▼

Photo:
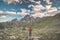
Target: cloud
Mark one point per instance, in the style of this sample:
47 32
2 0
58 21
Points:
19 1
42 11
48 1
3 16
23 12
11 1
1 11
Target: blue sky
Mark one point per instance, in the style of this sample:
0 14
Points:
16 6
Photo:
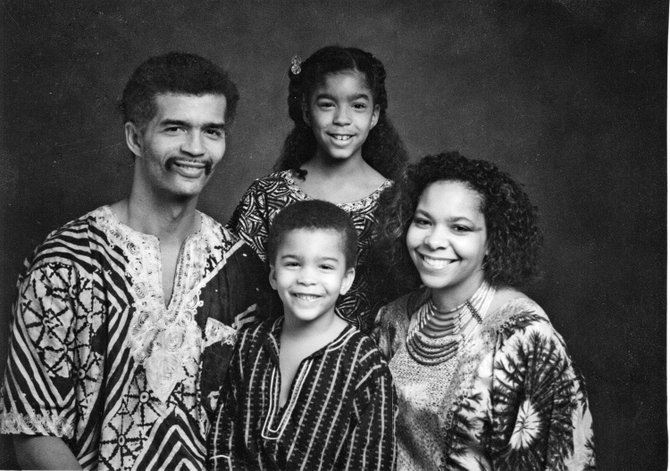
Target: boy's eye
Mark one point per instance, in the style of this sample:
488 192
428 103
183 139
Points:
420 222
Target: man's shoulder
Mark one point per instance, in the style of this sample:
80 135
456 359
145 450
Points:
74 235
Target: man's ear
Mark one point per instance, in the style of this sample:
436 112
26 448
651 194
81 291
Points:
348 280
133 138
375 117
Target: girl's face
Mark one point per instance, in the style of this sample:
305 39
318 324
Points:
447 241
341 113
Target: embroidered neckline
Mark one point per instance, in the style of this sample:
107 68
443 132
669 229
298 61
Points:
287 175
166 341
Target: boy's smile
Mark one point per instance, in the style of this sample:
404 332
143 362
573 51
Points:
310 273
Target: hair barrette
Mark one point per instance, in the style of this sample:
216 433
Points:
295 65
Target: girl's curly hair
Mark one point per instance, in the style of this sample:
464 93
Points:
383 149
513 235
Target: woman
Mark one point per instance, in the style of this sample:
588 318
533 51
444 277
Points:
483 379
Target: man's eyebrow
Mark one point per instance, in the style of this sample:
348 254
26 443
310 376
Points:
177 122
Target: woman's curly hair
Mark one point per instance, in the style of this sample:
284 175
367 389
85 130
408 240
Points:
513 235
383 149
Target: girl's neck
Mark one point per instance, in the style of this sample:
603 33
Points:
343 182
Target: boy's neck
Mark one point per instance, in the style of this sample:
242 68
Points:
315 334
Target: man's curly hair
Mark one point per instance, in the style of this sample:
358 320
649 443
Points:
383 150
513 235
178 73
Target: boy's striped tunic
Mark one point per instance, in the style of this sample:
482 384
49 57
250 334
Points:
96 357
339 414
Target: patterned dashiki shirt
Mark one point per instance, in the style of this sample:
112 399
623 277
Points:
267 196
339 413
510 399
97 358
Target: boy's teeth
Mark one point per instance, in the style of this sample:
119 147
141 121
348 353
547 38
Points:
435 263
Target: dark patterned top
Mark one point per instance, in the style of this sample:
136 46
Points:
510 399
97 358
269 195
339 413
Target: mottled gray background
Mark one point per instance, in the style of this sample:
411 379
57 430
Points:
568 96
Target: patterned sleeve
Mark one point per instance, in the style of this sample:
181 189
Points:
541 417
38 393
372 445
250 220
221 439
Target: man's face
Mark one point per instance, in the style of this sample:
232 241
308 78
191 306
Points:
178 149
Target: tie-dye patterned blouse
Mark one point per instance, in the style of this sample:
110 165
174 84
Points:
509 399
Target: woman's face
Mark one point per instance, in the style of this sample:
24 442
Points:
446 240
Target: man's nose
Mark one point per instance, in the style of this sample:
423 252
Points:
193 143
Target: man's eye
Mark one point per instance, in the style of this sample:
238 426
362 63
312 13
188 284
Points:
215 132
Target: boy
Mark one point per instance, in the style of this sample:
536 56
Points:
307 390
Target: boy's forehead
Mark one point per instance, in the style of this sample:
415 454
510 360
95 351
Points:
306 239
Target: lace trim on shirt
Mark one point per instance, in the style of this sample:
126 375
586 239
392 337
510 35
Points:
352 206
166 341
36 424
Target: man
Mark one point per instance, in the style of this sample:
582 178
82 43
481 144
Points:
126 317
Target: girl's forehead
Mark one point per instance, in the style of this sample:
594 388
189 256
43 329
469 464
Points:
349 78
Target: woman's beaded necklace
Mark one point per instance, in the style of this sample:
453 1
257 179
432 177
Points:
438 335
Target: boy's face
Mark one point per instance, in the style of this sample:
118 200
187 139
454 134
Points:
309 273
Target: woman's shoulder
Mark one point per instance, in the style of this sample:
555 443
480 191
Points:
513 313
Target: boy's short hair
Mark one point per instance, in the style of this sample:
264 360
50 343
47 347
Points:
313 215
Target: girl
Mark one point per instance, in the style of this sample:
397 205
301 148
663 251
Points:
342 149
483 379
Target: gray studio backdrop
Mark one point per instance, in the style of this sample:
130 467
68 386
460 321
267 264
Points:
568 96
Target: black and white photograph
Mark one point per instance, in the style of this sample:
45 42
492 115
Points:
318 235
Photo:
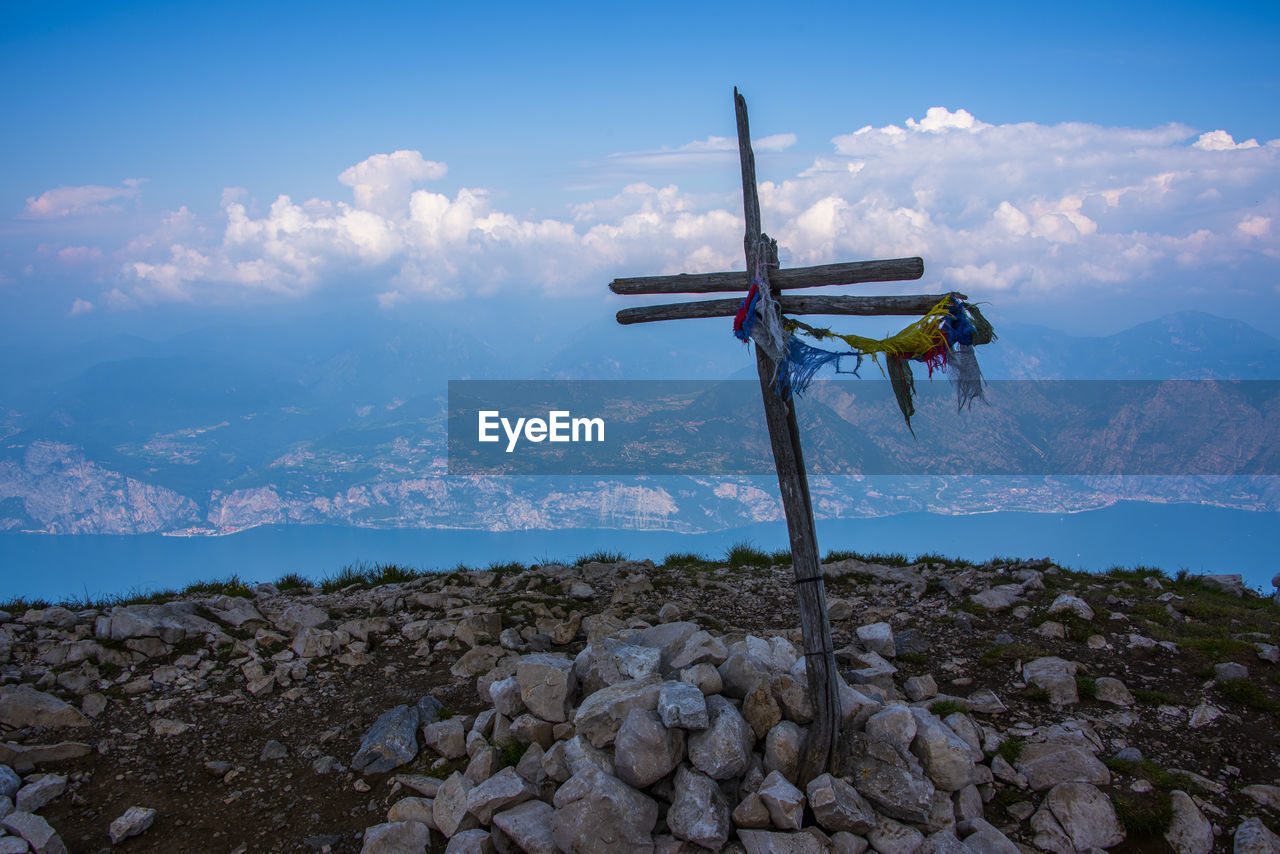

▲

◆ What is needed
Rewrite everything from the line containing "Target: black and white photograph" down to the end of the material, keeping the labeling lines as they are but raising each coordinate of the answer points by 114. Omit the pictures.

◆ Finished exercise
Target: black and white photograph
Mark one point per instance, in the style of this sample:
45 42
492 115
Points:
432 349
Photo:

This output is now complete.